Which rows below contain the string "blue"? Copy out each of them in full.

----

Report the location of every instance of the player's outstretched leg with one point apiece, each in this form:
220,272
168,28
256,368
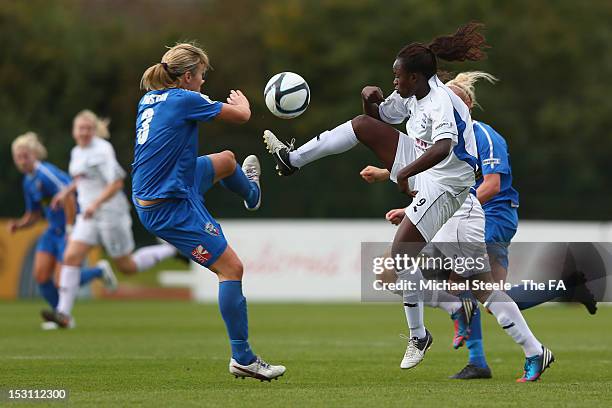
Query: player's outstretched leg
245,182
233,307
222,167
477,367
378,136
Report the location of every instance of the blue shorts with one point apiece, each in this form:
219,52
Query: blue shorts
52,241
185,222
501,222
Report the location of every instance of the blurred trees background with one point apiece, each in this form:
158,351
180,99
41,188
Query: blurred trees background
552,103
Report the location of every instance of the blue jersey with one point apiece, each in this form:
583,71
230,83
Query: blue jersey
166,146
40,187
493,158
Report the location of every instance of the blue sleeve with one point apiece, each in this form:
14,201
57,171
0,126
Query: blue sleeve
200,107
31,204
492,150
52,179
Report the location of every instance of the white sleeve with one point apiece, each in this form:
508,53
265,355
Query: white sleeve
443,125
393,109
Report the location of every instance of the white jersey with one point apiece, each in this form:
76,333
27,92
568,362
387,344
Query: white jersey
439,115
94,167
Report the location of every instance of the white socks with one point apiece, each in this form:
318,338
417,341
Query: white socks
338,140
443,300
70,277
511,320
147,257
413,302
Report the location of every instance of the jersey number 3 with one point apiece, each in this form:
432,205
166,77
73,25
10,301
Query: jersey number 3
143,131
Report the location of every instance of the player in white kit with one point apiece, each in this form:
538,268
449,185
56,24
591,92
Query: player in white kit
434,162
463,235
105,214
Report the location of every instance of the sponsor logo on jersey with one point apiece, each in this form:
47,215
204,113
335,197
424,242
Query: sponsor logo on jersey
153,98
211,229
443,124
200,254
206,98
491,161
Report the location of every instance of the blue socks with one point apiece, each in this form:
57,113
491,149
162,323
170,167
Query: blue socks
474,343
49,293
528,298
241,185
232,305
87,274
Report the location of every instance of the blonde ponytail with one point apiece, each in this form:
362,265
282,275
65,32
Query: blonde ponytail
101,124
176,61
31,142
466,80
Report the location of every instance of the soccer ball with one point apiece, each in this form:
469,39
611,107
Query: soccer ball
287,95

----

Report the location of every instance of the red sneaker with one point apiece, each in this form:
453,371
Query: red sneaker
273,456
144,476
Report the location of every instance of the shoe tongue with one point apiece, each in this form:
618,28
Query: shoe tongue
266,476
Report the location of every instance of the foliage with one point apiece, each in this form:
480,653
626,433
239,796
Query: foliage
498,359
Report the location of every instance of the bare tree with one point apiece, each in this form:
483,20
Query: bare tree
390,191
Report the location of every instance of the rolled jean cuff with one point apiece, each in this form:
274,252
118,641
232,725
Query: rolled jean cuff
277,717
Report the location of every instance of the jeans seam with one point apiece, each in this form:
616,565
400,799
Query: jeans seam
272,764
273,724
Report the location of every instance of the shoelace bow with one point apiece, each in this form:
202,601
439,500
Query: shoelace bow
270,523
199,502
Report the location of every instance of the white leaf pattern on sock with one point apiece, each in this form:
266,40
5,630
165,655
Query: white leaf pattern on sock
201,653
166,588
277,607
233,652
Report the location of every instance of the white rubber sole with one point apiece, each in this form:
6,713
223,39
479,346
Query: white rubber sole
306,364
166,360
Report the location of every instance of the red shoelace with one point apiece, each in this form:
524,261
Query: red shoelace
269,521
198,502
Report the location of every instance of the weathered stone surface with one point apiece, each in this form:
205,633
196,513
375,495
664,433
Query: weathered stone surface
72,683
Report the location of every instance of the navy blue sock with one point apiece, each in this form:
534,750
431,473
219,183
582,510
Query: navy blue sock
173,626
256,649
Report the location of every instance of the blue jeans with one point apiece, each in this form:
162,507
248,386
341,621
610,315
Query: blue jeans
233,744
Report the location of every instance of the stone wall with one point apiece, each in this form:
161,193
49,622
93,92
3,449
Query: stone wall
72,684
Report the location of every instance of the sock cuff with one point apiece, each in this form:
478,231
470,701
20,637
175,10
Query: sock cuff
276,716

----

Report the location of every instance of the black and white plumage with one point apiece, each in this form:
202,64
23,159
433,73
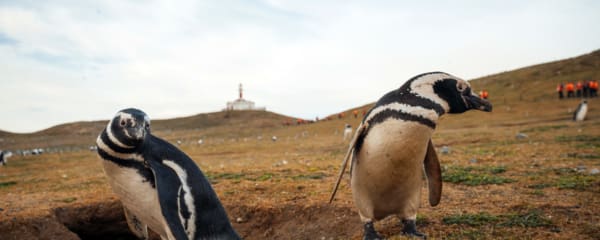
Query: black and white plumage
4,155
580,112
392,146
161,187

----

* _Task result_:
Report the location of every instance of the blue shorts with one point apiece, each in this form:
Query: blue shorts
Report the location of every instance of the blue jersey with one point apiece, each in this form:
Query: blue jersey
Report the location of every instance of the blue sleeve with one point apiece, each in this form:
Query: blue sleeve
Report the location of every instance of the blue socks with one point apiece, each in this form:
Query: blue socks
Report the location of every instance of the navy blue sock with one point apiece, each in this form:
Query: navy blue sock
Report the location of every instance of the blue jeans with one point apiece, each in this form:
Query: blue jeans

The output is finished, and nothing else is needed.